— start Text —
Kranz sets his stage well, even crafting an uncomfortably funny prologue in which an overaccommodating church employee (Breeda Wool) shows the room to grief counselor Kendra (Michelle N. Carter), who has set up the meeting. Once the quartet of parents sit down together, there’s a palpable awkwardness, not just between the two couples but also between Richard and Linda, who no longer live together. It’s not long, of course, before recriminations surface, uncomfortable questions are asked, and unwieldy emotions are unleashed.

There are any number of great potential audition monologues in “Mass,” but the piece ultimately never comes together, mainly because Kranz wants to create a terse real-time encounter between emotionally shattered people, but he also wants a nice resolution at the end of the film. (If you thought the movie wasn’t going to press upon the multiple meanings of the title, guess again.)

Either the tension of this meeting or the path to closure could be reasonably manageable over the course of a film, but getting away with both would appear to be beyond this first-timer. It certainly doesn’t help that Kranz violates the room-bound claustrophobia for Jay’s big outburst; for the first time in the film, Ryan Jackson-Healy’s camera gets shaky and editor Yang Hua Hu (“The Public”) takes us outside of the room, as though Kranz didn’t trust the actors to register the impact of the moment (or the audience to perceive that impact).
— end Text —
__Tasks to carry out__
1. Duplicate the entries exactly, starting at the line containing "Guideline: one keypoint for each instance of the tree bark" and running through the final line of the entries, with both of those lines included.
2. Finish out the next part of the review of the film "Mass," picking up right after its final sentence.
The film review and the entries are unrelated to each other.
— start Records supplied —
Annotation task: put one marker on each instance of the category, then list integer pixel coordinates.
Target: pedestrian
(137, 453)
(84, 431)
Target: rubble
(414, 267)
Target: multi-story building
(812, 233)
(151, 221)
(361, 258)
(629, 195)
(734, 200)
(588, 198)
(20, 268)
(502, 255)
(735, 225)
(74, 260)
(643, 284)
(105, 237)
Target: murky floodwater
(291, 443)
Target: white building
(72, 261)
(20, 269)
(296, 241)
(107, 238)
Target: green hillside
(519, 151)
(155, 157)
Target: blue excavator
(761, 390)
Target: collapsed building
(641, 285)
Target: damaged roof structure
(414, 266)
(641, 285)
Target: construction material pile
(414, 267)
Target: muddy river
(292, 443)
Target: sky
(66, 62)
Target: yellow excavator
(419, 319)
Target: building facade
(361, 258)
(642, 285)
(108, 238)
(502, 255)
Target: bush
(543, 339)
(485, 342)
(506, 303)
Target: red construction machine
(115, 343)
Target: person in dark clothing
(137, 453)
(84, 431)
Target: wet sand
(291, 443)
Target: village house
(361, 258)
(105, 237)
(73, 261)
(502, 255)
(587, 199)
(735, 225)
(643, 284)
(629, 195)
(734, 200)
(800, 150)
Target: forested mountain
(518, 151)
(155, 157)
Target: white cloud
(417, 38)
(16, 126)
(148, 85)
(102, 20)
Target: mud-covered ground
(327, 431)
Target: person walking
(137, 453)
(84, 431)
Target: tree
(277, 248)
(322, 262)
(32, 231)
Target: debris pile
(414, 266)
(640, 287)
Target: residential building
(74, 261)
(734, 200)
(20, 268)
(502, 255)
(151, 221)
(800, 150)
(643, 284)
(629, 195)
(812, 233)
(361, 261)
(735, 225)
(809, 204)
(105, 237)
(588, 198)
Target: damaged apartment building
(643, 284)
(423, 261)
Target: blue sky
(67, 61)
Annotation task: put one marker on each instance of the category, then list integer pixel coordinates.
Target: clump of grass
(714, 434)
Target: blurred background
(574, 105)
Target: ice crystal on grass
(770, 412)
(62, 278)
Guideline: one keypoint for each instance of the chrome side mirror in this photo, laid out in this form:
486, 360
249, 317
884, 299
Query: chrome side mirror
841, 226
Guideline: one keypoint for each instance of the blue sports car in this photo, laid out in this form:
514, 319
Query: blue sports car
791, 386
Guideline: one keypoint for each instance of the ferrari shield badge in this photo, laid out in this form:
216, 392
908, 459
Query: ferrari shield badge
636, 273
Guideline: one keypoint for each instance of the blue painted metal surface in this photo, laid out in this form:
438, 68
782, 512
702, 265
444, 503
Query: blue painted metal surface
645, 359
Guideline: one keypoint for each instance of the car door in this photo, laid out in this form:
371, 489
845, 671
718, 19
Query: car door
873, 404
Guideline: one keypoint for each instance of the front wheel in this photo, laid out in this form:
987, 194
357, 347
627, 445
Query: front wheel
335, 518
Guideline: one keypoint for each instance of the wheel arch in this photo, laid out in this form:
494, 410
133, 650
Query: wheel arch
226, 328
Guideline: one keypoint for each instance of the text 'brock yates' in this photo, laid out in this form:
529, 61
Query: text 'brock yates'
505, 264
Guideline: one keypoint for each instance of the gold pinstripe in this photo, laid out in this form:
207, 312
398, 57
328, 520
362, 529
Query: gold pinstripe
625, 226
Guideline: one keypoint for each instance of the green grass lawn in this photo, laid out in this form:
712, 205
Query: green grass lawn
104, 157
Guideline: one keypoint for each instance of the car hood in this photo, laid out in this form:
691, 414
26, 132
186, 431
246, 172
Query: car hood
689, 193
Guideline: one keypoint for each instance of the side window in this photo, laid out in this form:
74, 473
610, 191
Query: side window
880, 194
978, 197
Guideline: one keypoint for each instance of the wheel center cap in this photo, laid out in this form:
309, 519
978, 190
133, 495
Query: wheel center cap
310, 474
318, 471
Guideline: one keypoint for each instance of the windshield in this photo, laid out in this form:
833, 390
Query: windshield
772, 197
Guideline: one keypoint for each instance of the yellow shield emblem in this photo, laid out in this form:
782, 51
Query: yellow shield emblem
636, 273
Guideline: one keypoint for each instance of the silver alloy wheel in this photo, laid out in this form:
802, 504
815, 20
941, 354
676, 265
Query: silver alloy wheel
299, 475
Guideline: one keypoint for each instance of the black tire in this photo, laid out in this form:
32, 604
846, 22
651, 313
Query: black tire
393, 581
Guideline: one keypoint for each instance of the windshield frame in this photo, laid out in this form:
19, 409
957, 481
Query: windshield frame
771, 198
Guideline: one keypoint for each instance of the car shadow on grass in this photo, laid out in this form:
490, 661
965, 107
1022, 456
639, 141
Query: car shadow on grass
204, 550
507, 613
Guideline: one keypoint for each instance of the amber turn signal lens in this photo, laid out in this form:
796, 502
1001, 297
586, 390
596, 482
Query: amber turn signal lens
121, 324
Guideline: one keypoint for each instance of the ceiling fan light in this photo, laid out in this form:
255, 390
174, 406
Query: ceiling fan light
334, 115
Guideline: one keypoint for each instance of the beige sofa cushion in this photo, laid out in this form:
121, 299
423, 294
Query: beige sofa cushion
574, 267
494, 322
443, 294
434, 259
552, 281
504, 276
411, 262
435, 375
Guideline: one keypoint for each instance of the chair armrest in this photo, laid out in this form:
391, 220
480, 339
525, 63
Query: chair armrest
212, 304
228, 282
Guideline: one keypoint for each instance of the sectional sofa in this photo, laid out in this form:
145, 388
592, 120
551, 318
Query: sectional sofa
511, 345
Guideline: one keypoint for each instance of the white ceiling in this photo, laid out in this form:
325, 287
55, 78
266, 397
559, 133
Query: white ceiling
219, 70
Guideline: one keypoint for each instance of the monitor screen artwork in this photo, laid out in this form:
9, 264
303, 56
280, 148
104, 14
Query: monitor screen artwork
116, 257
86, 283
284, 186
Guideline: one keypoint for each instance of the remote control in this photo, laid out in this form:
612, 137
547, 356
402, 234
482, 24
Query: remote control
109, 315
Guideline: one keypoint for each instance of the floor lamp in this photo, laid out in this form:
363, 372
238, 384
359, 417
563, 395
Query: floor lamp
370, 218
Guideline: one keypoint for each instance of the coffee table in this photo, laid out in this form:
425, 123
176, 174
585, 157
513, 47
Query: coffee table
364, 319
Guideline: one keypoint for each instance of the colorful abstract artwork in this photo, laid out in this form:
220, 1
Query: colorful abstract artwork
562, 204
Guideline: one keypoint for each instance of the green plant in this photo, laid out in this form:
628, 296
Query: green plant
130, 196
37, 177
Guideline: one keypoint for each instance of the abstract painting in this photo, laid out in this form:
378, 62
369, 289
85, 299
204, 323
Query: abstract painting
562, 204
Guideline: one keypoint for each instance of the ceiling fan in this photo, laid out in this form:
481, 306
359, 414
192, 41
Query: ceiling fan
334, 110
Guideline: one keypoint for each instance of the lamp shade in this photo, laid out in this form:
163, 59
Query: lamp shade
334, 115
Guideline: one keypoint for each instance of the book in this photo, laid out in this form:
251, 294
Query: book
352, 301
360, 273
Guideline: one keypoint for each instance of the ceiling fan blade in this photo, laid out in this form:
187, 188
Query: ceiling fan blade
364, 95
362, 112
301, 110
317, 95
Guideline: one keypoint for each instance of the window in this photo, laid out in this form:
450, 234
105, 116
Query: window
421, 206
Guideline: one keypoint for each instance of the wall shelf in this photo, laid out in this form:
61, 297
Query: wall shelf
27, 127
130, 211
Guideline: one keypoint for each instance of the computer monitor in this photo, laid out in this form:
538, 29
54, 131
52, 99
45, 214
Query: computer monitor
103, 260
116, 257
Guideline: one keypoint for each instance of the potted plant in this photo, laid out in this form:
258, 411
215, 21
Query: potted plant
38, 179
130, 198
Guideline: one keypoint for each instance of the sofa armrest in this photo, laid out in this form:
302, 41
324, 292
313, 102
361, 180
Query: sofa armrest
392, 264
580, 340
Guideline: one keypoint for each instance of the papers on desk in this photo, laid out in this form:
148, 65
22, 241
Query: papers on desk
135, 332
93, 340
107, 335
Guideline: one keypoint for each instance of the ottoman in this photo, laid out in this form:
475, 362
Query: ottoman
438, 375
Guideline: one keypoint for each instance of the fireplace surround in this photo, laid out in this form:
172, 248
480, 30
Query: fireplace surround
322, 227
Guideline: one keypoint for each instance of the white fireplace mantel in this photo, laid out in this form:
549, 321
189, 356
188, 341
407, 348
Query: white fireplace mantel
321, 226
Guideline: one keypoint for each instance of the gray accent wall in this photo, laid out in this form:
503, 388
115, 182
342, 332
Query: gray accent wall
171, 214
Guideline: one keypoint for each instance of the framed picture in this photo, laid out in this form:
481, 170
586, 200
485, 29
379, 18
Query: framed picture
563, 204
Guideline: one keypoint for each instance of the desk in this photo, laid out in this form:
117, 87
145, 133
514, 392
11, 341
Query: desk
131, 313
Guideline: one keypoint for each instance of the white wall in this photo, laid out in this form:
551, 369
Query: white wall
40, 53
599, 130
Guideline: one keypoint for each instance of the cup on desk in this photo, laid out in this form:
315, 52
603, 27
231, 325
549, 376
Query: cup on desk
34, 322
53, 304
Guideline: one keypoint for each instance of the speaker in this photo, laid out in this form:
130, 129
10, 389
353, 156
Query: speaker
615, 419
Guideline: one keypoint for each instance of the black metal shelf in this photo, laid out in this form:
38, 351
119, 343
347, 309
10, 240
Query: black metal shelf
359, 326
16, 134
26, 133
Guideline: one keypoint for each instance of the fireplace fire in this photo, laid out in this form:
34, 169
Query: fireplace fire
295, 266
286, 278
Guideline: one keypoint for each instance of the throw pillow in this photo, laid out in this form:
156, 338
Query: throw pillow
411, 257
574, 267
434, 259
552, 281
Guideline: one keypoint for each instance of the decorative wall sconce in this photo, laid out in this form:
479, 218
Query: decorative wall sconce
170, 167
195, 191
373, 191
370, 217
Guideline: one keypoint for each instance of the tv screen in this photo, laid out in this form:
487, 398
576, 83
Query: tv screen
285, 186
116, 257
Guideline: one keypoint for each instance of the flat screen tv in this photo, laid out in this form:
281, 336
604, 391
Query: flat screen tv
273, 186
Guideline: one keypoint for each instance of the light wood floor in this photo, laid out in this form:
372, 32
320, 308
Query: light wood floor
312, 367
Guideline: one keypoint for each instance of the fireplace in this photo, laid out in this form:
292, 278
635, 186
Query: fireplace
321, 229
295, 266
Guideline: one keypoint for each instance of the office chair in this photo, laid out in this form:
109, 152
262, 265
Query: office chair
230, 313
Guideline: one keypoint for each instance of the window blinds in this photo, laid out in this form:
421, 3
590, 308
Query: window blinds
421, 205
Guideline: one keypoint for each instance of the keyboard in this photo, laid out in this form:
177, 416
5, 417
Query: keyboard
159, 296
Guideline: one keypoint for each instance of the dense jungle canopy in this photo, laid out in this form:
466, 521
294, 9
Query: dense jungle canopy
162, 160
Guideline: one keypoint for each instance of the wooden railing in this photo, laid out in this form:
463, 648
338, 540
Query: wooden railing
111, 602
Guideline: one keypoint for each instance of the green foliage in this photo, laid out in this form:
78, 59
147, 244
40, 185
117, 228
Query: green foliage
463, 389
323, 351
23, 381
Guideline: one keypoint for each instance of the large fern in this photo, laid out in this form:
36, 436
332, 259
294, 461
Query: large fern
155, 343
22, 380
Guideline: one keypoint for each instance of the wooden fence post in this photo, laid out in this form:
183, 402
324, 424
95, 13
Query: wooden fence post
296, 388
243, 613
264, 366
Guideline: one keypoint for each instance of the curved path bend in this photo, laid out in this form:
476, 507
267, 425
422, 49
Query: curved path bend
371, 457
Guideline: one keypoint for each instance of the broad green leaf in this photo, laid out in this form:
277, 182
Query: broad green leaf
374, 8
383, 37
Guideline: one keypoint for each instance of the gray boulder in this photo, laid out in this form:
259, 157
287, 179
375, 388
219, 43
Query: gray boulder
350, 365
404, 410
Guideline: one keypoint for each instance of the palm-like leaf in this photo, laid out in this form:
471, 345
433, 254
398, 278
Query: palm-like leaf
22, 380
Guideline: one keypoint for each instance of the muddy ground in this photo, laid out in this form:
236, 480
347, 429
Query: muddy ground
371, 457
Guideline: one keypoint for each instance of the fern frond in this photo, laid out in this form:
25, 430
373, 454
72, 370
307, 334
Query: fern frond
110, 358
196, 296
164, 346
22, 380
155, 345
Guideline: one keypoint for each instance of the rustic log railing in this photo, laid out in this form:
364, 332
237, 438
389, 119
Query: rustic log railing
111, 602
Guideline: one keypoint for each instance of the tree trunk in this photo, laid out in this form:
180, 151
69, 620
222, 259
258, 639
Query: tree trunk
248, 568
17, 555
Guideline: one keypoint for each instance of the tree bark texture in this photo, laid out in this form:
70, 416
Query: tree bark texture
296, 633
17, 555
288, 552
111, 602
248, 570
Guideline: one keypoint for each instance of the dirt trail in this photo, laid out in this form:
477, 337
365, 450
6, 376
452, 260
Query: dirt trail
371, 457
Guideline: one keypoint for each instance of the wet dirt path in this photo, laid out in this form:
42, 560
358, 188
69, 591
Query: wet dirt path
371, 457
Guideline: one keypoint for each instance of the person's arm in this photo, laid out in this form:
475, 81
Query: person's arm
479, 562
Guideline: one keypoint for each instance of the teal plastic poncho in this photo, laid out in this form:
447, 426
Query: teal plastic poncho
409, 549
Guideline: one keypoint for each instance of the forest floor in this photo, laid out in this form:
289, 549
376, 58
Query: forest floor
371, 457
— end Records supplied —
__Answers in order__
1.
Guideline: one keypoint for each instance of the tree bark texture in this photo, laid out in this form:
70, 416
Query: tree bark texture
296, 633
17, 555
288, 552
111, 602
248, 570
Guideline: one keypoint for each instance of the dirt trail in this photo, laid out in this form:
477, 337
365, 450
6, 376
452, 260
Query: dirt trail
371, 457
Guideline: one keypoint for each instance of the wet dirt path in this photo, laid out in this form:
42, 560
358, 188
69, 591
Query: wet dirt path
371, 457
Guideline: one keypoint for each instance of the person's arm in this photo, laid out in this form:
475, 81
Query: person's arm
479, 562
Guideline: one keypoint for each instance of the teal plastic poncho in this photo, laid out in this form:
447, 426
Query: teal plastic poncho
409, 549
Guideline: one keypoint for each instance of the forest floor in this photo, laid out in this form:
289, 549
376, 58
Query: forest floor
371, 457

2.
“Mass” is certainly crafted to be an actor’s showcase, and like many an actor-turned-director, Kranz has a strong eye for casting and a definite talent for getting the best from his ensemble. We think we can predict how righteous anger and/or guilt will guide these characters, but Isaacs, Dowd, Birney, and especially Plimpton find unexpected grace notes and understated moments of humanity, even when the plot is contorting these characters into rushed catharsis.

Deserving of special mention are sound designer Kevin Seaton and sound mixer Greg Picard; they get the echo and bounce of a church meeting-room just right, and the sound plays a key role in accentuating the tension and the close quarters. (To spin that old joke about New York City in movies, the room tone is a character here.)

The United States remains a country that has yet to resolve its issues around guns and its grief over so many of its citizens who die tragically and needlessly every year. Collectively, as a society, we need to address those issues and that grief, and that’s a gargantuan task that is beyond the scope of “Mass,” no matter how noble its intentions.